» Exercise aim:
Exactly reproduce the lines from the line containing "Task: mark each instance of the black" to the end of the data below, inclusive, and nothing else.

☆ ☆ ☆ ☆

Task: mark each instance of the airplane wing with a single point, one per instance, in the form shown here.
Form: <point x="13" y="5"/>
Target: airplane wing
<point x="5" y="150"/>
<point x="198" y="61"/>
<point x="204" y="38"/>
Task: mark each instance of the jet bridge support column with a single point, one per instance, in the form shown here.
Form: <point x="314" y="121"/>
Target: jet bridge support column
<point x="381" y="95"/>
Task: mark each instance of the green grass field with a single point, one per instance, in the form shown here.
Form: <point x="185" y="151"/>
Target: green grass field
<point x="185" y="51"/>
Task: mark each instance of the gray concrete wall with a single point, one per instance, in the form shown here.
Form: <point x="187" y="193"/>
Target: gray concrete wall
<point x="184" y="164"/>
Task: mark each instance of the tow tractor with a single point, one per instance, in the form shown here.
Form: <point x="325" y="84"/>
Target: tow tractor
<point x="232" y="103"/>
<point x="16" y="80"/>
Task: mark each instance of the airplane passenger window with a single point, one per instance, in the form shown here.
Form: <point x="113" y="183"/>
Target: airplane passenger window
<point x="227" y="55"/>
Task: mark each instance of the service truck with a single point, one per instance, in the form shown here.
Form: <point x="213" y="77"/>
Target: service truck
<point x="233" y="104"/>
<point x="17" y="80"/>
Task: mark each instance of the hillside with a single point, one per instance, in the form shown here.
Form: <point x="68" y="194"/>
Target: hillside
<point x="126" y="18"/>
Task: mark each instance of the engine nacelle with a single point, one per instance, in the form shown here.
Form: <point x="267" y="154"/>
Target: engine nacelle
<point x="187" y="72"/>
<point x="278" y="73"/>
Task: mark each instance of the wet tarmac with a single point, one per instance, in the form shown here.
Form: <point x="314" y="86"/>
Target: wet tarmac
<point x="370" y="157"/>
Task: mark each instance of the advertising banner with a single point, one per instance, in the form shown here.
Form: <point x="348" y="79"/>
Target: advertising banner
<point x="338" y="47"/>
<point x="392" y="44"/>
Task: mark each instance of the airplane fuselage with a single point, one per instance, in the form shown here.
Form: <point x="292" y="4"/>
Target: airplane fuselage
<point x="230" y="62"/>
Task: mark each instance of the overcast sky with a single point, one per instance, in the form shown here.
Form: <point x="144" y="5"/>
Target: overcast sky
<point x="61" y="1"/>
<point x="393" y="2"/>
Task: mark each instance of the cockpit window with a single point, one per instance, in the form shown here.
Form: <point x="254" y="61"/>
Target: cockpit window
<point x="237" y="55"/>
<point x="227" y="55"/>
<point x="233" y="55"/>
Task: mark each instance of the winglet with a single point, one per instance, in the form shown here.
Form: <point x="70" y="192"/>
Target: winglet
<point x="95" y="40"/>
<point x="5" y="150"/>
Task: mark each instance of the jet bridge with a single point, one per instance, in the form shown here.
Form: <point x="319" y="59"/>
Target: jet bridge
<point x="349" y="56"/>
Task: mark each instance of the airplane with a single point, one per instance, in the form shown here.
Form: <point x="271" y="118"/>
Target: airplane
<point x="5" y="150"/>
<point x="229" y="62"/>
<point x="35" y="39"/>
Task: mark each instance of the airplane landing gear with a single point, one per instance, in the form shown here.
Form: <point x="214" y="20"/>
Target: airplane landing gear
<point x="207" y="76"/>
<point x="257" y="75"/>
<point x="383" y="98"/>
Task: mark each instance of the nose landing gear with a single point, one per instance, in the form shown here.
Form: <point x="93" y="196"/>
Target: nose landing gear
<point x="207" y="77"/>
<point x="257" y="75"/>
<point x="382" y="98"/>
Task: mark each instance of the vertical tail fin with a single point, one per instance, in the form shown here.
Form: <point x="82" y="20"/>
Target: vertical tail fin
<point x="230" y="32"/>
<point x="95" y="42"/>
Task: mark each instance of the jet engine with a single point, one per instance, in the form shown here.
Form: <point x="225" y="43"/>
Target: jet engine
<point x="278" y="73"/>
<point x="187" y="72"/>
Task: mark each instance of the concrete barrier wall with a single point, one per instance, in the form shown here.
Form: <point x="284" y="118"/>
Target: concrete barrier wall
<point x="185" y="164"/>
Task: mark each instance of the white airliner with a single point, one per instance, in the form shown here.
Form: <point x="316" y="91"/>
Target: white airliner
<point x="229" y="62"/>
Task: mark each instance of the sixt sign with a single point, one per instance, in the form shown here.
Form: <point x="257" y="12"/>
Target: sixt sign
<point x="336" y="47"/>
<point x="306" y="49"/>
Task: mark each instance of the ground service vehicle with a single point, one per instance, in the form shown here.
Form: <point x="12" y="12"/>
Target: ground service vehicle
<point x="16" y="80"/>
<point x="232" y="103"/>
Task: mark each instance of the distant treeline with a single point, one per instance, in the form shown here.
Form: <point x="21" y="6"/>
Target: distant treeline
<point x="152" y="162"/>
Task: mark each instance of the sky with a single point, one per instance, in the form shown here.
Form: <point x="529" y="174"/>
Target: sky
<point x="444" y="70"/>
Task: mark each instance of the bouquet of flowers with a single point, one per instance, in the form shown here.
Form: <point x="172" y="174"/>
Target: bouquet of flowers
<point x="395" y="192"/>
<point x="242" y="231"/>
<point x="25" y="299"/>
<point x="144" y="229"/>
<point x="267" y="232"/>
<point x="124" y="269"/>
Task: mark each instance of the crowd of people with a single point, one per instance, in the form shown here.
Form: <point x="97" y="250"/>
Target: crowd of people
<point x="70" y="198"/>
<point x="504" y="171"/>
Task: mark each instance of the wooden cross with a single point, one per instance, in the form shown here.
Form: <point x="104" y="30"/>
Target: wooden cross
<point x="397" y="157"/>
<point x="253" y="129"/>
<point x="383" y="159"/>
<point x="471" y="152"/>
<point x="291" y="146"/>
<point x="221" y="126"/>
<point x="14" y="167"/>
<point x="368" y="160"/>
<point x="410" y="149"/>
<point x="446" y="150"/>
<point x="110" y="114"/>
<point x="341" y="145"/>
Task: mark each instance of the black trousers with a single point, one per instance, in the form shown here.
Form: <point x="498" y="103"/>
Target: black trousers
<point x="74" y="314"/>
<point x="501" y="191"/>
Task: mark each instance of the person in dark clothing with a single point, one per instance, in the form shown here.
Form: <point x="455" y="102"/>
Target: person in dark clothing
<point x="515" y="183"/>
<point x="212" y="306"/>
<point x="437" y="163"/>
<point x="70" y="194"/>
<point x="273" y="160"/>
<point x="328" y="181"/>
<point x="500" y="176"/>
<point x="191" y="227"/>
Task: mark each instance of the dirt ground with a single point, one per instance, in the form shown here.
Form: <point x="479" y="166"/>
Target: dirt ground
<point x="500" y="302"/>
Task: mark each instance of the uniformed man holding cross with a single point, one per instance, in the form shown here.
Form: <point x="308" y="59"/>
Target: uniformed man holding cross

☆ ☆ ☆ ☆

» Solved exercise:
Task: mark each instance of the black trousers with a single point, one per instance, in the form shown here.
Form: <point x="498" y="103"/>
Target: black trousers
<point x="74" y="314"/>
<point x="501" y="191"/>
Task: mark each instance of the person in dark clothing with a single point, one per instance, in the form shown here.
Form: <point x="455" y="102"/>
Target: person in dark clothing
<point x="515" y="183"/>
<point x="212" y="306"/>
<point x="437" y="163"/>
<point x="70" y="194"/>
<point x="273" y="160"/>
<point x="328" y="181"/>
<point x="500" y="176"/>
<point x="191" y="227"/>
Task: mark each instance of the dirt ground with a single point, one per instance, in the form shown here.
Form: <point x="479" y="166"/>
Target: dirt ground
<point x="500" y="302"/>
Task: mark each instance of the uniformed man holding cross with a single point, one per instance, in the form shown here.
Form: <point x="308" y="59"/>
Target: uniformed man holding cross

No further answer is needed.